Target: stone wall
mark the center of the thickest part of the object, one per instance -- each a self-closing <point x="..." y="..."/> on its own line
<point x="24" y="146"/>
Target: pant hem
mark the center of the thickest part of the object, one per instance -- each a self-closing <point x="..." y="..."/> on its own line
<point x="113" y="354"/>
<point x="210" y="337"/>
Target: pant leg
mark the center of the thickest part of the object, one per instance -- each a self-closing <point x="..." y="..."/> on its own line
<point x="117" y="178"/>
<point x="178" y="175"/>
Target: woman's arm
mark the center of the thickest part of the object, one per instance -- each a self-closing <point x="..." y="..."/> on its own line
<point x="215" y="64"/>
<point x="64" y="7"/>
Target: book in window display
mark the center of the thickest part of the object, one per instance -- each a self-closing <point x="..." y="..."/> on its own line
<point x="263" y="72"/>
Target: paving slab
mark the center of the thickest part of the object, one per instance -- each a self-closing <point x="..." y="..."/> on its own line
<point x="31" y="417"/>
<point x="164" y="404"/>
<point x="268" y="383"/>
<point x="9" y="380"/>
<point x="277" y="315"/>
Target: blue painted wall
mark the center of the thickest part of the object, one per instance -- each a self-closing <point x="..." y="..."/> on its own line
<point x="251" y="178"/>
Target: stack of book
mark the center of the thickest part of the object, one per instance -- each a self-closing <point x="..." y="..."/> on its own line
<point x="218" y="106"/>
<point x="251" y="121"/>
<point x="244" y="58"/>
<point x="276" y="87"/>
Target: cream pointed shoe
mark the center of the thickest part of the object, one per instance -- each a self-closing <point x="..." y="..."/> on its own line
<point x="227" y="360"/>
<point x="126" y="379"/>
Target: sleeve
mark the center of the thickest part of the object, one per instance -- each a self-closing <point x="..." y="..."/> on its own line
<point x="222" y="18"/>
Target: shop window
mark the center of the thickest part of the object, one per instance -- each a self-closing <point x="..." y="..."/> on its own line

Instruction
Every entry must be quoted exactly as it appears above.

Complete response
Target: stone wall
mark the center of the thickest part of the object, one per instance -- each a self-closing <point x="..." y="..."/> on its own line
<point x="24" y="146"/>
Target: pant hem
mark the center of the thickest part of the object, one per instance -- each a self-closing <point x="..." y="..."/> on its own line
<point x="113" y="354"/>
<point x="210" y="337"/>
Target: pant leg
mark the center of the thickest part of the object, one per instance -- each a self-closing <point x="..." y="..."/> on its own line
<point x="117" y="178"/>
<point x="178" y="175"/>
Target: woman's arm
mark the center of the thickest part of the object, one per instance -- each a self-closing <point x="..." y="..."/> on its own line
<point x="215" y="64"/>
<point x="64" y="7"/>
Target: book in window display
mark the center of the thickest part of the object, one per instance -- each a self-closing <point x="..." y="..."/> on its own line
<point x="263" y="72"/>
Target: paving slab
mark the center of the thickest part of the object, one per instance -- each a self-closing <point x="..." y="..."/> on its own line
<point x="31" y="417"/>
<point x="164" y="404"/>
<point x="268" y="383"/>
<point x="9" y="380"/>
<point x="277" y="315"/>
Target: blue painted wall
mark the center of the thickest part of the object, one per instance -- each a self-closing <point x="..." y="..."/> on its own line
<point x="251" y="178"/>
Target: stack of book
mark the center of the thickest part of the object, one per instance -- each a self-closing <point x="..." y="..."/> on its own line
<point x="218" y="106"/>
<point x="251" y="121"/>
<point x="244" y="58"/>
<point x="276" y="87"/>
Target: cream pointed shoe
mark the center of the thickest part of the object, one per instance -- each a self-closing <point x="..." y="..."/> on its own line
<point x="227" y="360"/>
<point x="126" y="379"/>
Target: sleeve
mark the center of the thickest part of the object, one per instance -- each a self-closing <point x="..." y="..."/> on its own line
<point x="222" y="18"/>
Target: shop window
mark the center of the thickest part of the object, one per instance -- each a self-closing <point x="..." y="..."/> on its own line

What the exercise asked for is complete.